Domestic mining and construction equipment (MCE) sector may face a 20% volume dip in 2020: ICRA
The domestic mining and construction equipment (MCE) sector is likely to see a decline of over 20 per cent in the calendar year (CY) 2020. This is due to loss of sales in April and May, and an overall stagnation in the economy, ICRA which is the domestic credit rating agency. The agency said that it continues to maintain a negative outlook for the domestic mining and construction equipment (MCE) sector based on the prevailing overall weakness in the economy which was caused by the pandemic.
“The MCE industry is expected to suffer a volume decline of over 20 per cent in CY2020, due to two months of lost sales and an overall weakness in the economy,” the rating agency said. After three strong years and industry volume peaking at about 94,000 units, CY2019 saw industry volume fall by 16 per cent, ICRA added.
Due to tight liquidity conditions, delayed payment to contractors and an overall slowdown in government grand on infrastructure activity, domestic mining and construction equipment (MCE) volume has witnessed a sharp contraction since December 2018.

RECORD EXCERPTS:
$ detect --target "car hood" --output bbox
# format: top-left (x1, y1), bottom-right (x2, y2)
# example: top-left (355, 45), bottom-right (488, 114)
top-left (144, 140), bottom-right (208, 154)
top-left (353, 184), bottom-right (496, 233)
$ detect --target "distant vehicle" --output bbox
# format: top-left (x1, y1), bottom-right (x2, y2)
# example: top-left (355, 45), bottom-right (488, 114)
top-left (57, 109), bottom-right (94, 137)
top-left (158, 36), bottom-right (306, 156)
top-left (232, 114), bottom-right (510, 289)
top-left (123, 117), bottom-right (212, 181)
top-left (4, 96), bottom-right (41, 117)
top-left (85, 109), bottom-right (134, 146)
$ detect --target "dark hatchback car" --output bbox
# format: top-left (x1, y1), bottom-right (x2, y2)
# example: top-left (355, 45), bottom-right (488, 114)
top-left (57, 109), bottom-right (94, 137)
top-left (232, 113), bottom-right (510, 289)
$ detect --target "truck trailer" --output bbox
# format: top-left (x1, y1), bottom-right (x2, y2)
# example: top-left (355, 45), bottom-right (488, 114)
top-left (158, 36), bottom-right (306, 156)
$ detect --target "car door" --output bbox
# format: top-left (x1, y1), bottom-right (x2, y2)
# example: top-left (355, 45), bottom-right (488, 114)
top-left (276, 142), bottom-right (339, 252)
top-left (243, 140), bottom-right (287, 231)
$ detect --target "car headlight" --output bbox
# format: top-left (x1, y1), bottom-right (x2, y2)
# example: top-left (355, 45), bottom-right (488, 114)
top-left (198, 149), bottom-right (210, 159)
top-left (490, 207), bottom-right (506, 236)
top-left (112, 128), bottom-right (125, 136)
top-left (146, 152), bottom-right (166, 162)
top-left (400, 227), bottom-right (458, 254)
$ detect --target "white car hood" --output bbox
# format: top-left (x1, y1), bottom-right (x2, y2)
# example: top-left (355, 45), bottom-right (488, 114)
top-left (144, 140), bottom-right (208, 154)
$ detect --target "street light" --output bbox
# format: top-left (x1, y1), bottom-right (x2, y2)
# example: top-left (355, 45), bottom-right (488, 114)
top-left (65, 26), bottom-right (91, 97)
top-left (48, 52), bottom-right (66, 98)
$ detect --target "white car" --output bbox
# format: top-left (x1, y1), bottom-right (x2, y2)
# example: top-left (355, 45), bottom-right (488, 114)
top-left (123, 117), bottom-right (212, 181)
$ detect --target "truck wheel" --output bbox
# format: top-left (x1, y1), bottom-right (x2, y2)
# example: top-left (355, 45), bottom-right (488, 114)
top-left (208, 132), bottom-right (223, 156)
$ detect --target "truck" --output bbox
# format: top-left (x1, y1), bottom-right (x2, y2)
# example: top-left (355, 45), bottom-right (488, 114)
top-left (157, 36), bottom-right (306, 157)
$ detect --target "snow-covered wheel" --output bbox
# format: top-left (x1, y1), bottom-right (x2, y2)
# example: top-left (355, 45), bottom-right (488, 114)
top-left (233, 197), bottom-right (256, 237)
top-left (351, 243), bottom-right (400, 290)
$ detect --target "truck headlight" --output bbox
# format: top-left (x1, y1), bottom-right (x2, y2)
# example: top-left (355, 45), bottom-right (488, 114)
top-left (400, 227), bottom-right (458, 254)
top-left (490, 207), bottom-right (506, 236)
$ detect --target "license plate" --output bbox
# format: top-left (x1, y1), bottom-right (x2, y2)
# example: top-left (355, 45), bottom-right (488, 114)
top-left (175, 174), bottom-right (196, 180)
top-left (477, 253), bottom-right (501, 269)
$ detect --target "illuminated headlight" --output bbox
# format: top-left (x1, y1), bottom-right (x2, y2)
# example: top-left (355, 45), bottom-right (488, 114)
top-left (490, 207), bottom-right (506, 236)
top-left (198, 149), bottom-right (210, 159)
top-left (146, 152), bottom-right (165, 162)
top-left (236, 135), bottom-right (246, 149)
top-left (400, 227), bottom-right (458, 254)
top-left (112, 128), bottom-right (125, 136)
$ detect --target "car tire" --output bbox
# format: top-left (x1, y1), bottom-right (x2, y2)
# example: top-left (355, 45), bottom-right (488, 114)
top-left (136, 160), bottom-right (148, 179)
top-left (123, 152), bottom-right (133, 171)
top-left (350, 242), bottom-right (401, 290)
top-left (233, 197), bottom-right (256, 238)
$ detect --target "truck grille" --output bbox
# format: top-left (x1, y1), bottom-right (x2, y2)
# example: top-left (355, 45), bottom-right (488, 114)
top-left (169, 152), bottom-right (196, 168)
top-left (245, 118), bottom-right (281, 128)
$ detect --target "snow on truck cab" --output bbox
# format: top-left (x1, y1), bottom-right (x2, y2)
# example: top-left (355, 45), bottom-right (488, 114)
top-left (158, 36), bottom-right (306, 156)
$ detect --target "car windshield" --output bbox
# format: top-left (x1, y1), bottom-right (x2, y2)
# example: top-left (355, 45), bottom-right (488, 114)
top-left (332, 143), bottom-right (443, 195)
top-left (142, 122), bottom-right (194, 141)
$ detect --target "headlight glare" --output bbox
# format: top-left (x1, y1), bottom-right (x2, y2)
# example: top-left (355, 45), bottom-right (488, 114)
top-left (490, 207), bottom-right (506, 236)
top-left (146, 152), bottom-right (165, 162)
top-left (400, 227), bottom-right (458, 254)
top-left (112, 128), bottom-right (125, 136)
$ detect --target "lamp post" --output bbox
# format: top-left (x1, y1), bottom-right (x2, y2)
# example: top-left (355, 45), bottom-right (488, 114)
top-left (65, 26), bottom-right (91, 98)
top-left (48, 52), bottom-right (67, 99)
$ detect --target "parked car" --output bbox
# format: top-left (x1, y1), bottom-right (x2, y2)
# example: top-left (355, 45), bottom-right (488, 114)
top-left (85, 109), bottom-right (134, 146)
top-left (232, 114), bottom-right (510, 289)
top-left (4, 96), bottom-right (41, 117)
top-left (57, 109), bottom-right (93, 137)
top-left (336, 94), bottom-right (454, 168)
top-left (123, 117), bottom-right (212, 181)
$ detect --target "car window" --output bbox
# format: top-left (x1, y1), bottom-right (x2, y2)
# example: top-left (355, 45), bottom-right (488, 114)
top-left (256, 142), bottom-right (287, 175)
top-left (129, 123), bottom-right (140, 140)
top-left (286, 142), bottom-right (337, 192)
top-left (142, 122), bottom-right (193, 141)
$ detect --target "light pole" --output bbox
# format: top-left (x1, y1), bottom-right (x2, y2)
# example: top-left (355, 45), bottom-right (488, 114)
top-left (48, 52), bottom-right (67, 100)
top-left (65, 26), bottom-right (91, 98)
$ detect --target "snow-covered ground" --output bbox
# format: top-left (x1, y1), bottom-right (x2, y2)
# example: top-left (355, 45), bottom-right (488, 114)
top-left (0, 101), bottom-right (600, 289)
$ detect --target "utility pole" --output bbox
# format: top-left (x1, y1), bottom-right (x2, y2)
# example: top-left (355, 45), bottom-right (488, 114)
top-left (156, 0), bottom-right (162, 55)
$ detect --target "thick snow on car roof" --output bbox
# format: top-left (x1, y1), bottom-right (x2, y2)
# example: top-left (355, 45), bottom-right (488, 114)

WHAT TO DO:
For the passage on ICRA's outlook for the mining and construction equipment sector, decide whether each statement agrees with it, answering yes or no and quoting the deciding words: (a) ICRA holds a positive outlook for the sector; (b) industry volume fell by 16 per cent in CY2019; (c) industry volume peaked at about 120,000 units. The data has no connection to the text.

EXPECTED ANSWER:
(a) No: "it continues to maintain a negative outlook for the domestic mining and construction equipment (MCE) sector"
(b) Yes: "CY2019 saw industry volume fall by 16 per cent"
(c) No: "industry volume peaking at about 94,000 units"